Leave out the pictures, and reproduce exactly the lines from the line containing "Please give the outline of every instance of the man" through the final line of the entries.

----- Recorded data

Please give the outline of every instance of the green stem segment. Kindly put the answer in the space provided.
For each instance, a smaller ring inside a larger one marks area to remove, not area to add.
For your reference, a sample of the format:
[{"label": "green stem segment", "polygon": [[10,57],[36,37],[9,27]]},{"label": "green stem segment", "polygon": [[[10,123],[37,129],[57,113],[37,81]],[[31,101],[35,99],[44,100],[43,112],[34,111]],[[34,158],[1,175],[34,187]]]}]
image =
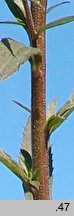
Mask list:
[{"label": "green stem segment", "polygon": [[[42,0],[45,8],[38,7],[32,3],[32,16],[34,20],[35,30],[46,23],[46,0]],[[48,150],[46,148],[46,140],[44,127],[46,122],[46,38],[42,33],[37,40],[32,40],[32,46],[40,48],[42,51],[42,63],[37,70],[32,64],[32,155],[33,170],[39,169],[38,180],[40,188],[34,194],[35,200],[49,200],[49,168],[48,168]]]}]

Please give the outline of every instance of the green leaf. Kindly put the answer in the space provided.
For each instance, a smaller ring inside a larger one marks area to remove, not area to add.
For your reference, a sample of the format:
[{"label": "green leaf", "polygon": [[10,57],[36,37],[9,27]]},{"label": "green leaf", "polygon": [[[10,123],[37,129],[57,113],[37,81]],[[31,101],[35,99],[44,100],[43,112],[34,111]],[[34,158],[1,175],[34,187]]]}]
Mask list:
[{"label": "green leaf", "polygon": [[31,115],[28,117],[28,121],[26,123],[23,139],[22,139],[22,148],[29,152],[32,156],[32,146],[31,146]]},{"label": "green leaf", "polygon": [[56,114],[57,99],[53,99],[49,105],[47,119]]},{"label": "green leaf", "polygon": [[57,116],[57,115],[51,116],[46,122],[46,126],[45,126],[46,133],[48,133],[50,136],[51,133],[54,130],[56,130],[64,122],[64,120],[65,118]]},{"label": "green leaf", "polygon": [[70,3],[70,1],[63,1],[63,2],[61,2],[59,4],[55,4],[55,5],[51,6],[51,7],[49,7],[47,9],[47,13],[50,13],[53,9],[56,9],[57,7],[59,7],[59,6],[63,5],[63,4],[66,4],[66,3]]},{"label": "green leaf", "polygon": [[32,157],[25,149],[20,149],[20,152],[20,163],[23,162],[23,168],[26,167],[27,172],[29,173],[32,170]]},{"label": "green leaf", "polygon": [[[24,28],[26,29],[26,25],[24,22],[22,21],[0,21],[0,24],[7,24],[7,25],[20,25],[20,26],[24,26]],[[26,29],[27,30],[27,29]]]},{"label": "green leaf", "polygon": [[26,14],[25,9],[23,6],[22,0],[5,0],[7,3],[10,11],[13,13],[13,15],[20,20],[23,20],[25,22]]},{"label": "green leaf", "polygon": [[0,42],[0,77],[1,80],[8,78],[19,70],[21,64],[29,60],[32,55],[40,55],[37,48],[25,47],[24,44],[11,38],[4,38]]},{"label": "green leaf", "polygon": [[8,154],[6,154],[2,149],[0,149],[0,161],[22,181],[24,181],[25,183],[27,182],[27,177],[22,167],[16,161],[14,161]]},{"label": "green leaf", "polygon": [[42,3],[41,3],[41,0],[29,0],[29,1],[35,3],[36,5],[38,5],[38,6],[42,7],[42,8],[44,8]]},{"label": "green leaf", "polygon": [[74,93],[72,93],[71,98],[60,108],[56,115],[52,115],[46,121],[45,131],[48,136],[56,130],[74,111]]},{"label": "green leaf", "polygon": [[68,16],[68,17],[64,17],[58,20],[55,20],[49,24],[46,24],[44,26],[41,26],[41,28],[38,30],[37,35],[40,35],[42,32],[46,31],[47,29],[51,29],[60,25],[64,25],[70,22],[74,21],[74,16]]},{"label": "green leaf", "polygon": [[26,111],[28,111],[29,113],[31,113],[31,110],[27,107],[27,106],[24,106],[23,104],[21,104],[20,102],[18,101],[15,101],[13,100],[14,103],[16,103],[18,106],[20,106],[21,108],[25,109]]}]

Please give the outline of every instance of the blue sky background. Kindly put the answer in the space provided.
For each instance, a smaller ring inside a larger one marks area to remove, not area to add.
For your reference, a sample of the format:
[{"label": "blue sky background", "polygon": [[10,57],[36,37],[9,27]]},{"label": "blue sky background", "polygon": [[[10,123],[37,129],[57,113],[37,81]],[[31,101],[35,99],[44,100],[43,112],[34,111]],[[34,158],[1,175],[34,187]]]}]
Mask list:
[{"label": "blue sky background", "polygon": [[[51,1],[50,5],[60,1]],[[47,22],[74,15],[74,1],[53,10]],[[4,0],[0,0],[0,21],[14,20]],[[0,39],[11,37],[29,45],[22,27],[0,25]],[[25,63],[20,71],[0,82],[0,148],[18,160],[22,134],[28,113],[15,105],[17,100],[30,107],[30,66]],[[74,23],[47,32],[47,107],[59,98],[58,108],[74,90]],[[53,199],[74,199],[74,113],[51,137],[53,144]],[[0,200],[22,200],[21,181],[0,163]]]}]

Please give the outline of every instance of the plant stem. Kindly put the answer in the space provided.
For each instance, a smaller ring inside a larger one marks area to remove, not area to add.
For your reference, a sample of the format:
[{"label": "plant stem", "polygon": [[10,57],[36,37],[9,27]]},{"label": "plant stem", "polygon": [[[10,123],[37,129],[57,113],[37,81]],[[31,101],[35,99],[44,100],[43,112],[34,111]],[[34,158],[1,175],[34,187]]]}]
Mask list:
[{"label": "plant stem", "polygon": [[[42,0],[45,8],[38,7],[32,3],[32,16],[35,30],[46,23],[46,0]],[[40,48],[42,51],[42,63],[36,71],[32,67],[32,155],[33,170],[39,169],[38,180],[40,188],[36,192],[35,200],[49,200],[49,168],[48,168],[48,150],[44,127],[46,122],[46,38],[42,33],[36,41],[32,40],[32,46]]]},{"label": "plant stem", "polygon": [[27,25],[28,25],[29,33],[31,35],[31,38],[34,39],[36,32],[35,32],[32,14],[31,14],[31,11],[29,8],[28,1],[23,0],[23,4],[24,4],[25,12],[26,12]]}]

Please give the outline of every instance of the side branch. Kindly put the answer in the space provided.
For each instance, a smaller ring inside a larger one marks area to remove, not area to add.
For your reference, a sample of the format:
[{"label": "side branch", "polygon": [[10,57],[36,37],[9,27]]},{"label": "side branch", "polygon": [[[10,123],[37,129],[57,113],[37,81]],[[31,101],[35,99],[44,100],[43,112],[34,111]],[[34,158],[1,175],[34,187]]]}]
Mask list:
[{"label": "side branch", "polygon": [[31,39],[33,40],[35,38],[36,31],[35,31],[35,27],[34,27],[32,14],[31,14],[31,11],[30,11],[30,8],[28,5],[28,1],[23,0],[23,5],[25,8],[25,12],[26,12],[26,19],[27,19],[27,25],[28,25],[29,33],[31,35]]}]

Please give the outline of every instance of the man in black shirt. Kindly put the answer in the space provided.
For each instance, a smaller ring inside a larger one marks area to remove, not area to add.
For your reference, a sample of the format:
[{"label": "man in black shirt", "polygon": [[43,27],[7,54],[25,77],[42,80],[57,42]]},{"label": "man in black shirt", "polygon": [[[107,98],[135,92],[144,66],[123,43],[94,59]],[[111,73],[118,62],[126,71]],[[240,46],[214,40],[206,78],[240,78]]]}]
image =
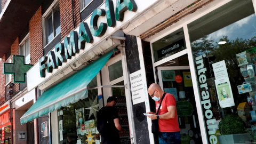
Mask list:
[{"label": "man in black shirt", "polygon": [[116,99],[110,97],[107,100],[107,105],[98,113],[97,129],[101,136],[102,144],[121,143],[119,132],[124,129],[119,123],[118,110],[115,108]]}]

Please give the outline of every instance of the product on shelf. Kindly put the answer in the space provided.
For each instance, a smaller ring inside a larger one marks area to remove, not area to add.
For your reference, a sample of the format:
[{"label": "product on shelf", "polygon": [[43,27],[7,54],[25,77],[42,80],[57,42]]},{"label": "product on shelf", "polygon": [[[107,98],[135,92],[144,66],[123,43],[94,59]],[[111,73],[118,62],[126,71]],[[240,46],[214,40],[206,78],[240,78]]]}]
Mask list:
[{"label": "product on shelf", "polygon": [[247,118],[250,118],[249,111],[251,111],[251,108],[246,102],[239,103],[237,108],[238,116],[242,118],[243,121],[247,124]]},{"label": "product on shelf", "polygon": [[253,97],[252,96],[249,96],[247,97],[247,101],[248,102],[248,104],[249,104],[249,105],[254,105],[255,104],[254,100]]},{"label": "product on shelf", "polygon": [[251,83],[247,82],[243,82],[242,85],[237,85],[237,89],[238,90],[239,94],[245,93],[252,91]]},{"label": "product on shelf", "polygon": [[238,63],[238,67],[241,67],[251,63],[251,56],[248,52],[243,52],[236,54],[236,59]]}]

----------

_Answer to this exercise_.
Please give the outline of every instance of the man in black shirt. Kindly put the answer in the space provided.
For each instance, a smaller ring inside a larger one marks area to remove, not area to add.
For your reference, a sample of the format:
[{"label": "man in black shirt", "polygon": [[43,27],[7,54],[25,77],[42,80],[57,42]]},{"label": "man in black shirt", "polygon": [[[107,98],[135,92],[144,66],[123,43],[94,59]],[[111,73],[118,62],[126,71]],[[240,46],[214,40],[206,78],[240,78]]]}]
image =
Mask list:
[{"label": "man in black shirt", "polygon": [[116,99],[110,97],[107,100],[107,105],[98,113],[97,129],[101,136],[102,144],[121,143],[119,132],[124,129],[119,123],[118,110],[115,108]]}]

Please give the outline of every instance of the product on shelf. Kindly put the answer in the space provided.
For each instance, a smaller ring inside a larger one marks area to remove, not area to add.
For your reference, a sample of the format:
[{"label": "product on shelf", "polygon": [[43,27],[7,54],[25,77],[42,80],[57,42]]},{"label": "product on shelf", "polygon": [[[107,98],[135,92],[144,66],[123,43],[94,59]],[[111,73],[118,62],[126,71]],[[240,46],[214,40],[206,78],[240,78]]]}]
Mask list:
[{"label": "product on shelf", "polygon": [[247,118],[250,118],[249,111],[251,111],[251,108],[246,102],[239,103],[237,108],[238,116],[242,118],[243,121],[247,124]]},{"label": "product on shelf", "polygon": [[253,97],[252,96],[249,96],[247,97],[247,101],[248,102],[248,104],[249,104],[249,105],[254,105],[255,104],[254,100]]},{"label": "product on shelf", "polygon": [[251,83],[247,82],[243,82],[242,85],[237,85],[237,89],[238,90],[239,94],[245,93],[252,91]]},{"label": "product on shelf", "polygon": [[238,63],[238,67],[241,67],[251,63],[251,56],[248,52],[243,52],[236,54],[236,59]]}]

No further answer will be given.